┌──

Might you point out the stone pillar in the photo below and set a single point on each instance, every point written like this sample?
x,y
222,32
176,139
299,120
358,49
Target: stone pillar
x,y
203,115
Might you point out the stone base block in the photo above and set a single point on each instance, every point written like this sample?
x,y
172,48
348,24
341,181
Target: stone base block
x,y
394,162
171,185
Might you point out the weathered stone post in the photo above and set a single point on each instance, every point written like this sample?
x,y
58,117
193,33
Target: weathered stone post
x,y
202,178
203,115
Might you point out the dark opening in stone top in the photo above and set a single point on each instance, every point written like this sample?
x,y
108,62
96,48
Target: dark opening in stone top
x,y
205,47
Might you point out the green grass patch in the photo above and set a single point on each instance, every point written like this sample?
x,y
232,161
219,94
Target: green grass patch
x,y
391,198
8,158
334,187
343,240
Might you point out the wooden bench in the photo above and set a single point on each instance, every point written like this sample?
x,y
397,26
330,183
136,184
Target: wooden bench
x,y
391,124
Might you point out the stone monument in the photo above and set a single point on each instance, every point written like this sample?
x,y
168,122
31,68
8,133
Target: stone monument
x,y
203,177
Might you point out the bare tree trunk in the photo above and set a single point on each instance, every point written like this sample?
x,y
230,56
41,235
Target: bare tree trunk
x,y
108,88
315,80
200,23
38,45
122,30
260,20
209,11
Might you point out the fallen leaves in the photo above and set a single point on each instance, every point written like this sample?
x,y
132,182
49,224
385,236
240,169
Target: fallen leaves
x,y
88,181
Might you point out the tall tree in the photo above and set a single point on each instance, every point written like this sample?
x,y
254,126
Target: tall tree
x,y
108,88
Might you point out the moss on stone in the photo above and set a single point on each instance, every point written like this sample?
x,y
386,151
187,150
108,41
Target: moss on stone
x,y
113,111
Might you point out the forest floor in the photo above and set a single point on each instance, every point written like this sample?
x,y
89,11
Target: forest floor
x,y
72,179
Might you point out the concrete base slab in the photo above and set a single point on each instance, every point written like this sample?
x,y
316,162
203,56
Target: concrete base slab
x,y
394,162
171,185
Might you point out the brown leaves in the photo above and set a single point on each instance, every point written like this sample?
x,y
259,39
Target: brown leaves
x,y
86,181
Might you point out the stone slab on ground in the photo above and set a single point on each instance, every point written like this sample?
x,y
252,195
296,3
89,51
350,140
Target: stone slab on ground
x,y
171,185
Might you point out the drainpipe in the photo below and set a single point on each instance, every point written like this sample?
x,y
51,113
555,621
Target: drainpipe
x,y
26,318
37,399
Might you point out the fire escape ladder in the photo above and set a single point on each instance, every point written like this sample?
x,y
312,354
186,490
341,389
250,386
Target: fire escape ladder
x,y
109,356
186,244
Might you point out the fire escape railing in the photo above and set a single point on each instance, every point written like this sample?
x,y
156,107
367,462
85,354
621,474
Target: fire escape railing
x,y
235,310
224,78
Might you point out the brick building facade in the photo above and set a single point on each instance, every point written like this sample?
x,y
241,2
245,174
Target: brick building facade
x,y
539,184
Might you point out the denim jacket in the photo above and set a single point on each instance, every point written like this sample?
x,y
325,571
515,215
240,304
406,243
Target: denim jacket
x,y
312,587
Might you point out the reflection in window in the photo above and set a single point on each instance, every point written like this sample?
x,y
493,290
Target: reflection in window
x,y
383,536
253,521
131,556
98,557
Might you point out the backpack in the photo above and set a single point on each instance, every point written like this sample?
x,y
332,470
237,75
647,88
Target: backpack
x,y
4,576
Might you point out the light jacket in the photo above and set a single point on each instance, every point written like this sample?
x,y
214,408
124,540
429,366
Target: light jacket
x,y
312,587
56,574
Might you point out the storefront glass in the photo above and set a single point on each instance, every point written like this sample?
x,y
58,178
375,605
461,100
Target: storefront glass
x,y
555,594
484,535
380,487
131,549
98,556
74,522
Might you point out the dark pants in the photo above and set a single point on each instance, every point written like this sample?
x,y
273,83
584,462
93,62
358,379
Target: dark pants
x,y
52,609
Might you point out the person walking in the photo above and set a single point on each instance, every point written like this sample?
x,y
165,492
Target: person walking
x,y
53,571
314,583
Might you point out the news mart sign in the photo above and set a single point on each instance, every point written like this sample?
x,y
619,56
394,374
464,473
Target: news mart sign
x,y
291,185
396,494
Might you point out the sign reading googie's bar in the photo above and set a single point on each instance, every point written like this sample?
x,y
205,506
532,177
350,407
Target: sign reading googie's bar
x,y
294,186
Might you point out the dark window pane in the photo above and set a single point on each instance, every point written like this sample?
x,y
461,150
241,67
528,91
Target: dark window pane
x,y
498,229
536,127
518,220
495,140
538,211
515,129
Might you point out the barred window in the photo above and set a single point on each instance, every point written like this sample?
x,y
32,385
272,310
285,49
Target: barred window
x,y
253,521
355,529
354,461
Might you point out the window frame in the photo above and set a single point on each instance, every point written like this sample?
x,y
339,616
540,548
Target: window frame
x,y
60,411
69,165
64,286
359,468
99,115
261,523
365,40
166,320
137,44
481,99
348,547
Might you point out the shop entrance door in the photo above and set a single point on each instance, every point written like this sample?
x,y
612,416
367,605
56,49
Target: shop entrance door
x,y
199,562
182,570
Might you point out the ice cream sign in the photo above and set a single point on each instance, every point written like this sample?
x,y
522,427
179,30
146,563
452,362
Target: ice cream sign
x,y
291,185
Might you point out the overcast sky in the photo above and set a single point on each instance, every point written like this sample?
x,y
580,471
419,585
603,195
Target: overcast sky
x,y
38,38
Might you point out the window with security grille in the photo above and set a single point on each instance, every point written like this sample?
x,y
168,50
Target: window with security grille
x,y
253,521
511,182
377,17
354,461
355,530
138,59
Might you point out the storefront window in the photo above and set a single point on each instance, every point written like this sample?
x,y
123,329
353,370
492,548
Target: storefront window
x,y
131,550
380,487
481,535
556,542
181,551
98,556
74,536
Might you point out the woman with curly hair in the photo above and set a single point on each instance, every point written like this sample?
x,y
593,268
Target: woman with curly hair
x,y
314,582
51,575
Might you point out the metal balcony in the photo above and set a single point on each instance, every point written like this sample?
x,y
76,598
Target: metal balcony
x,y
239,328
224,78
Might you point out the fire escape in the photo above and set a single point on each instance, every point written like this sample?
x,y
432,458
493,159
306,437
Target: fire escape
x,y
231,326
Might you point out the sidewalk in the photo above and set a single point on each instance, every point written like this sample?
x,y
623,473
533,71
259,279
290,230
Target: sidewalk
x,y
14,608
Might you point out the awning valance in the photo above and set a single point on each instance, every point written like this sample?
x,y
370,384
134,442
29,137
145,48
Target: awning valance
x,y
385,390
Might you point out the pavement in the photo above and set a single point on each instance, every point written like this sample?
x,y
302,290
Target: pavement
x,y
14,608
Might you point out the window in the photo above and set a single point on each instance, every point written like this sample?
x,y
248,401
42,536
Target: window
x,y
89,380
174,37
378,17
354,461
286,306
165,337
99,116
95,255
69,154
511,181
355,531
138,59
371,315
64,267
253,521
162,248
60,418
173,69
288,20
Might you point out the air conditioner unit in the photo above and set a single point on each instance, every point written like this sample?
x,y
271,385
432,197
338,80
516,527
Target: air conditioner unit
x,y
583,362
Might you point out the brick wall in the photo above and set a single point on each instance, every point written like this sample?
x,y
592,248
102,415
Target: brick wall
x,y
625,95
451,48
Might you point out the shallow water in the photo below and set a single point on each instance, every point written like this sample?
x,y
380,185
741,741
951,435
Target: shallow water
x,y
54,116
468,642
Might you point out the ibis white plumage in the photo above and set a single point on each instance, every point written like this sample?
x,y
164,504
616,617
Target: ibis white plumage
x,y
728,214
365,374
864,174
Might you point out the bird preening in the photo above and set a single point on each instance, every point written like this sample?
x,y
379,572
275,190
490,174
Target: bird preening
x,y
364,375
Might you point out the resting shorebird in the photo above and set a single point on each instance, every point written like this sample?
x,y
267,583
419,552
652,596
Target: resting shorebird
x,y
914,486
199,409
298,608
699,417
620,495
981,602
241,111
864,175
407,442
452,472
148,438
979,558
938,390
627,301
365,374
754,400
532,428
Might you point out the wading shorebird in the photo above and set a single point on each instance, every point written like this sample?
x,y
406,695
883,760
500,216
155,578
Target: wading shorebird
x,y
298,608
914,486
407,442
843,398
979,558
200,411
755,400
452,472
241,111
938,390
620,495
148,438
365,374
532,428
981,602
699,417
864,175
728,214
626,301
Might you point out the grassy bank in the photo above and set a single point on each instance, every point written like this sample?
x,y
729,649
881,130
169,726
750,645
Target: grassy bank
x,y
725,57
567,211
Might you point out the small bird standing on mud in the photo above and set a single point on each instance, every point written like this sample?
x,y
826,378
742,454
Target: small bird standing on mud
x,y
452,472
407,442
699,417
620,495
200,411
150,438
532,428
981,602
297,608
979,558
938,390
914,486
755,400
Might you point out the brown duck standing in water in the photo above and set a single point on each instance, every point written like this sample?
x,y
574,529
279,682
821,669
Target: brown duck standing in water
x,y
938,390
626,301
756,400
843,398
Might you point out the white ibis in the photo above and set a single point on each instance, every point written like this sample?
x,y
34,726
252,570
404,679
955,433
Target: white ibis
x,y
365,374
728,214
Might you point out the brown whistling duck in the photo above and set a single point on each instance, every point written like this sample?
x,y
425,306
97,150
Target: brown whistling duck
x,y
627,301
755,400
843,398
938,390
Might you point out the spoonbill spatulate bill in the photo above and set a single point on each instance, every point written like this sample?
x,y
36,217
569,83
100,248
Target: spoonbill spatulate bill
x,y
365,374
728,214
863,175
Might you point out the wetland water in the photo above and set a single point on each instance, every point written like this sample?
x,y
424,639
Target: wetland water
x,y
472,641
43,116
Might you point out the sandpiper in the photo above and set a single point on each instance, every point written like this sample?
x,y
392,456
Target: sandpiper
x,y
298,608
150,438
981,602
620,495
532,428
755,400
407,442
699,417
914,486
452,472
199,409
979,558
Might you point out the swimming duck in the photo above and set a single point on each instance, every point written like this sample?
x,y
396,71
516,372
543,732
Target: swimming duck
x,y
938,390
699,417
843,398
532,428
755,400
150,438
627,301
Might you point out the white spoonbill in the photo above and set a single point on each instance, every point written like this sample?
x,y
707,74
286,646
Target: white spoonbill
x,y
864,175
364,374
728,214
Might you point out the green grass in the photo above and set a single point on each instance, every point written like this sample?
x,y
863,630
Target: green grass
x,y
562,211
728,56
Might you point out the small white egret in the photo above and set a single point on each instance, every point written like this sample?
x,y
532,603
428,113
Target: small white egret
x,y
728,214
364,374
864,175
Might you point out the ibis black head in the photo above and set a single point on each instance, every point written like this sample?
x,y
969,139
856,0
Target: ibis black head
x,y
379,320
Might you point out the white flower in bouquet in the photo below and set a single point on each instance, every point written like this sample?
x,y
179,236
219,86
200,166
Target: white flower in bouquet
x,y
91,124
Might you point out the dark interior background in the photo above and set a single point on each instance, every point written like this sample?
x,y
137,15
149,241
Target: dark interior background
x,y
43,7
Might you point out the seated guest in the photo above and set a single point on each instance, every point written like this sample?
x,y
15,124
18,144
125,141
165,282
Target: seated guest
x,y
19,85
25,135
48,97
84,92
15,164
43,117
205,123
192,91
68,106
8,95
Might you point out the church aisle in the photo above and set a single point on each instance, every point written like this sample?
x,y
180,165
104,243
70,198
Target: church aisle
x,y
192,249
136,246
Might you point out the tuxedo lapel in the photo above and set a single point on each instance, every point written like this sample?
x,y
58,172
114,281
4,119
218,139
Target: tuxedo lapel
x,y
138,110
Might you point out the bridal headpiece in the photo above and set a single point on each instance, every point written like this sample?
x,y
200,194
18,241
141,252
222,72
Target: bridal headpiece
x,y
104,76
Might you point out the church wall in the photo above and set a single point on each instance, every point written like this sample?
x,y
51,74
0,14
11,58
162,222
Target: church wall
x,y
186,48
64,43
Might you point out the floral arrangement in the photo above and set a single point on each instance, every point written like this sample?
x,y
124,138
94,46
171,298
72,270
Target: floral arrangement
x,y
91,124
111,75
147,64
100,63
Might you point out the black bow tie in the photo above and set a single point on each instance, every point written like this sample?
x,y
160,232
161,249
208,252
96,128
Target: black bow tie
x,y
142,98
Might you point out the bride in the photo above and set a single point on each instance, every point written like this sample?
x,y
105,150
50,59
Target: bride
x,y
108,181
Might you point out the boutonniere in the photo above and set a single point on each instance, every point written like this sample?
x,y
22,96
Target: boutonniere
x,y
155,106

└──

*Task goal*. Whenever the string "below" occurs in a line of the entries above, copy that line.

*Output for this task*.
Might you point out the stone pillar in the photo below and set a single point on each instance, every point written like this sample?
Might you point out the drainpipe in the photo below and set a single point on each instance, every point written like this sample?
Might you point out the shallow water in the photo below and set a single point on each instance, every point written like this sample?
Might you point out the white flower in bouquet in the photo below and set a single point on each instance, every point written like this sample?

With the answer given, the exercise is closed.